* Records for the exercise:
● ● ● ● ●
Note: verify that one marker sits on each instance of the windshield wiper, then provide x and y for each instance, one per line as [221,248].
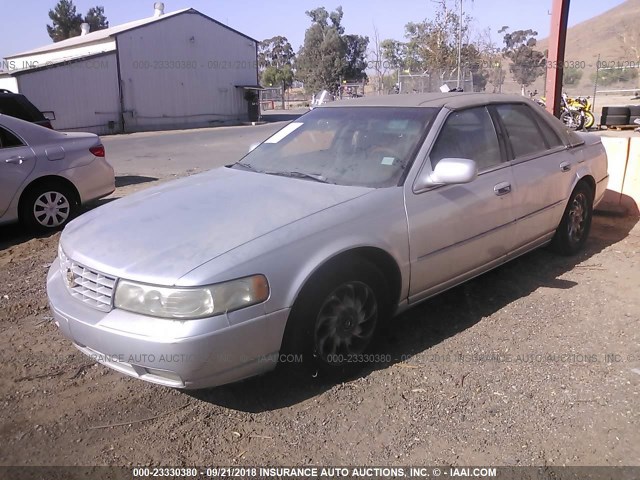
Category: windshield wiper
[248,166]
[310,176]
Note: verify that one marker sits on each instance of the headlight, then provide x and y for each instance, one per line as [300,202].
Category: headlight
[190,303]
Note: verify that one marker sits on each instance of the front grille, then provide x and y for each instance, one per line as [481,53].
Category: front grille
[89,286]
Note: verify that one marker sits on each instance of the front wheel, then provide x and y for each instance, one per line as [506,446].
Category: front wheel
[336,316]
[48,207]
[575,225]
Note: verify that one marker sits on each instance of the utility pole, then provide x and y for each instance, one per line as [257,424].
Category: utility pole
[557,42]
[460,43]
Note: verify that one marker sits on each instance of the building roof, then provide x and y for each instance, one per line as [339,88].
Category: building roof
[100,35]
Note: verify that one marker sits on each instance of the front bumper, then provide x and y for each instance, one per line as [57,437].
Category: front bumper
[182,354]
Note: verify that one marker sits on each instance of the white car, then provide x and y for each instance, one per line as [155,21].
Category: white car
[46,175]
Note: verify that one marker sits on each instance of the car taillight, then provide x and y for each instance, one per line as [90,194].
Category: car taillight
[98,150]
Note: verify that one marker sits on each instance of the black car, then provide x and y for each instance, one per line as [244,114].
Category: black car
[17,105]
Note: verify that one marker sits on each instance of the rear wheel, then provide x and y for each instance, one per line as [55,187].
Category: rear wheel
[48,207]
[575,225]
[336,316]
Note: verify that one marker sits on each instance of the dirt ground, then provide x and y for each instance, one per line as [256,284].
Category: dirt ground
[509,369]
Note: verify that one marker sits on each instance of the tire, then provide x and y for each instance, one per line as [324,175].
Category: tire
[575,225]
[572,120]
[589,120]
[336,316]
[48,207]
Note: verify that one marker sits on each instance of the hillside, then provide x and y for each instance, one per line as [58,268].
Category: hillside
[603,35]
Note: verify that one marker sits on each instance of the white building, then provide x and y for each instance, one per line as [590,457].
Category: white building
[175,70]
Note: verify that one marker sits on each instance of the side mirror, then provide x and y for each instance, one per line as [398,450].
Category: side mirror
[448,171]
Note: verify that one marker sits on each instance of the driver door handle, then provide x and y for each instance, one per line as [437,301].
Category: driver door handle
[502,188]
[15,160]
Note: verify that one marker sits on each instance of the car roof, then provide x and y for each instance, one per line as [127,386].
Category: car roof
[456,101]
[450,100]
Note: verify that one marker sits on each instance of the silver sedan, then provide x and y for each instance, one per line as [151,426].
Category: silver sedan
[46,175]
[340,221]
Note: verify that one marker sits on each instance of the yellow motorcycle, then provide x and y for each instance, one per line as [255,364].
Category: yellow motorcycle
[584,104]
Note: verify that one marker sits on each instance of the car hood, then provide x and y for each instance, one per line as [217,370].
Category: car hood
[160,234]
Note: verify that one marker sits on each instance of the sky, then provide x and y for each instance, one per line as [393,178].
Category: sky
[22,22]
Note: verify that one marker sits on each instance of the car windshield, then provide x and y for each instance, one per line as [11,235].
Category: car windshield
[360,146]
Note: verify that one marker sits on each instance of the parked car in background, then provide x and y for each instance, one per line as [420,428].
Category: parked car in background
[17,105]
[343,219]
[321,98]
[46,175]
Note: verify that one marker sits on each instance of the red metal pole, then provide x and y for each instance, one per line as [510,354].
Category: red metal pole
[555,58]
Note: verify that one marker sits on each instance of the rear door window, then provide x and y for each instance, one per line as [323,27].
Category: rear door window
[522,129]
[468,134]
[19,107]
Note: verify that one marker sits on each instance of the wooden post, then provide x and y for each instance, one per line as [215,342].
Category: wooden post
[555,59]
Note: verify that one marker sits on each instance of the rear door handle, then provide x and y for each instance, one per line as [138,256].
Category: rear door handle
[16,160]
[502,188]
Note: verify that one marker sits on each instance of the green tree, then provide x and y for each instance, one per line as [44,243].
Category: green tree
[66,20]
[571,76]
[275,61]
[527,64]
[355,57]
[328,55]
[96,19]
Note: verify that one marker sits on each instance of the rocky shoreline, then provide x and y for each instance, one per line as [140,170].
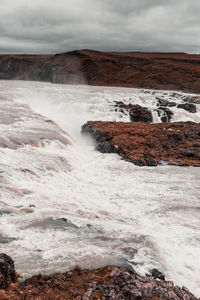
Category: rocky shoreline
[148,144]
[110,282]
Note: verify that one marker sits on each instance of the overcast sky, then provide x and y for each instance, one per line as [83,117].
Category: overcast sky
[52,26]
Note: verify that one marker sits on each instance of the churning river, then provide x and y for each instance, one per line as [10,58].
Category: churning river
[64,204]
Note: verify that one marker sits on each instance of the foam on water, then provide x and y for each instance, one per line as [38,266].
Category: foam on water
[63,205]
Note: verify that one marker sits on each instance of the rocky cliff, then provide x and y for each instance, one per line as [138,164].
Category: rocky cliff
[176,71]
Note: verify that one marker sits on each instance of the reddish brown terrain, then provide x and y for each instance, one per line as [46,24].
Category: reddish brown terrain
[175,71]
[148,144]
[110,282]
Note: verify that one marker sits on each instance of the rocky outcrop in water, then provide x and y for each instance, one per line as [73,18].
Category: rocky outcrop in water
[7,271]
[173,71]
[110,282]
[148,144]
[136,112]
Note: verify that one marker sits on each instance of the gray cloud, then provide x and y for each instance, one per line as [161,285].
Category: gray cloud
[49,26]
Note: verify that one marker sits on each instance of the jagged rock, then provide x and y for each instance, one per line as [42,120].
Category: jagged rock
[136,112]
[148,144]
[156,274]
[188,107]
[165,114]
[164,102]
[7,271]
[110,282]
● ● ● ● ●
All records above are to be printed exactly, minus the pictures they contain.

Note: verify that one marker sits on each instance of the windshield wiper, then provide x and y for each instance, one per line as [221,248].
Category: windshield wiper
[248,166]
[310,176]
Note: verify that one marker sits on each instance of the headlight, then provide x and y for each instance, one per line as [300,202].
Category: headlight
[190,303]
Note: verify that one marker sits on each instance of the front grille, then provide x and y for each instance, one per line as [481,53].
Category: front grille
[89,286]
Note: verify that one marker sits on each instance of the front wheel, then provide x and y for each instance, one per line as [506,446].
Category: front wheel
[336,316]
[48,207]
[575,225]
Note: verify that one marker sits on each instance of the utility pole, then provide x and y for each instance, one per line as [257,424].
Category: utility pole
[557,42]
[460,43]
Note: verify that one marker sits on each instance of the building roof, then provide x and y for each instance, one per line as [339,88].
Category: building roof
[100,35]
Note: verify that one marker sits on each instance of the front bumper, then provide x and y for each instance, one per line as [57,437].
Category: front bumper
[182,354]
Note: verify that one marker sits on each instance of the white car, then provide x and y for each instance, one per line as [155,21].
Category: white car
[46,175]
Note: verify that one marker sits on each instance of the car taillight, then provide x and y for each instance, one per line as [90,194].
Category: car taillight
[98,150]
Note: verify that one marker sits on each instance of the black car, then provide x and y for each instance, one per line as [244,114].
Category: black car
[17,105]
Note: verify that one marker sits on each instance of the rear wheel, then provide x and y for each instance, one per line as [55,187].
Category: rear wheel
[48,207]
[575,225]
[336,316]
Note: verify that one marker sits on each instance of the dirt ground, then provide x and y for each instance, one per line as [256,284].
Category: dirt ground
[509,369]
Note: verify that one marker sits on each instance of the tire, then provide x and y for each instance, one per line as [324,175].
Category: tire
[575,225]
[572,120]
[589,120]
[336,316]
[48,207]
Note: verify that one marker sits on each instance of the hillside, then provide x and y for each instance, one per line as [58,268].
Category: hillside
[603,35]
Note: verify that one marker sits on each instance of the white building, then provide x and y for each instance, one per line as [590,457].
Category: white building
[175,70]
Note: verify that one marker sits on each instance of the side mirror, then provide x and y for each instance, one per line as [398,450].
Category: side mirror
[448,171]
Note: verify that one marker sits on each instance of the driver door handle, then provide x and y for each instance, one per line as [437,301].
Category: driver door handle
[502,188]
[15,160]
Note: verify that one marker sits on each instance of the car roof, then provide x and y for each instance, one per line as [127,386].
Category: car roof
[456,101]
[450,100]
Note: verify that one marker sits on each instance of the silver sedan, then provide x and y for each instance, one per line as [151,426].
Category: silver sedan
[46,175]
[340,221]
Note: verify that one marker sits on each instance of the yellow motorcycle, then provide x and y for each instance, one per line as [255,364].
Category: yellow motorcycle
[584,104]
Note: verify that one marker sits on each instance of the car hood, then provide x and y for each instance, one per line as [217,370].
Category: car hood
[160,234]
Note: verify that one marker sits on each instance of the sky, then provide x and y for each instance, one per line as [393,178].
Category: sky
[22,22]
Note: verify that one marker sits on each instance of the car windshield, then provide x and y for each instance, one per line as [11,235].
Category: car windshield
[360,146]
Note: verify that one marker sits on each instance of the parked car in background, then provide x and y for each instance, one per line as [420,428].
Category: parked car in background
[17,105]
[343,219]
[321,98]
[46,175]
Note: verify that one marker sits on each instance of the red metal pole, then provide x and y for each instance, one per line as [510,354].
Category: red metal pole
[555,58]
Note: verify that one marker sits on each instance of the rear door window, then provide x and y for each instance, one per line as [323,27].
Category: rear door window
[522,129]
[468,134]
[19,107]
Note: verify that one marker sits on each instance of the wooden post, then provide x and y for each instance, one per line as [215,342].
Category: wooden post
[555,59]
Note: verify that one marker sits on each instance of the rear door handle, then provide x and y for each instance, one per line as [138,256].
Category: rear door handle
[16,160]
[502,188]
Note: verify that one marker sits on each instance of the green tree, then provide x and y for each instance, one per line as [44,243].
Category: green tree
[66,20]
[571,76]
[275,61]
[527,64]
[355,57]
[328,55]
[96,19]
Note: verify that one marker sits on each instance of the rocky shoreline, then provide x and y for each instance, one per line as [140,170].
Category: rocky shoreline
[148,144]
[110,282]
Note: verify that one marker sits on each instance of the overcast sky, then provide x and y for each instance, one per line as [83,117].
Category: overcast sky
[52,26]
Note: verify that one marker sits on each instance of the churning river, then provide x and y for each instance, one per line as [10,58].
Category: churning river
[64,204]
Note: verify that one marker sits on each instance of the foam on water, then provide x and y for each instance, one per line as [38,266].
Category: foam on water
[63,205]
Note: verify that one marker sits on each instance of the rocky cliff, then provide x and y for each instance, one per line as [138,164].
Category: rocky cliff
[176,71]
Note: verify that one marker sits on each instance of the reddish brown terrain, then provide x and y for each instance, one per line as [46,24].
Category: reddish brown terrain
[175,71]
[148,144]
[110,282]
Note: verify that one marker sits on each instance of the rocky outcrop in water, then provide x and y for each instance, one per line as [73,18].
Category: rocky outcrop in water
[7,271]
[173,71]
[110,282]
[148,144]
[136,112]
Note: verify that one marker sits on each instance of the gray cloud, then provide x and y for each instance, one per line as [161,285].
Category: gray cloud
[49,26]
Note: verify that one marker sits on each instance of the jagged rock, then provide x and y for each instance, one per line as [42,120].
Category: jagged rock
[136,112]
[148,144]
[156,274]
[188,107]
[165,114]
[164,102]
[7,271]
[110,282]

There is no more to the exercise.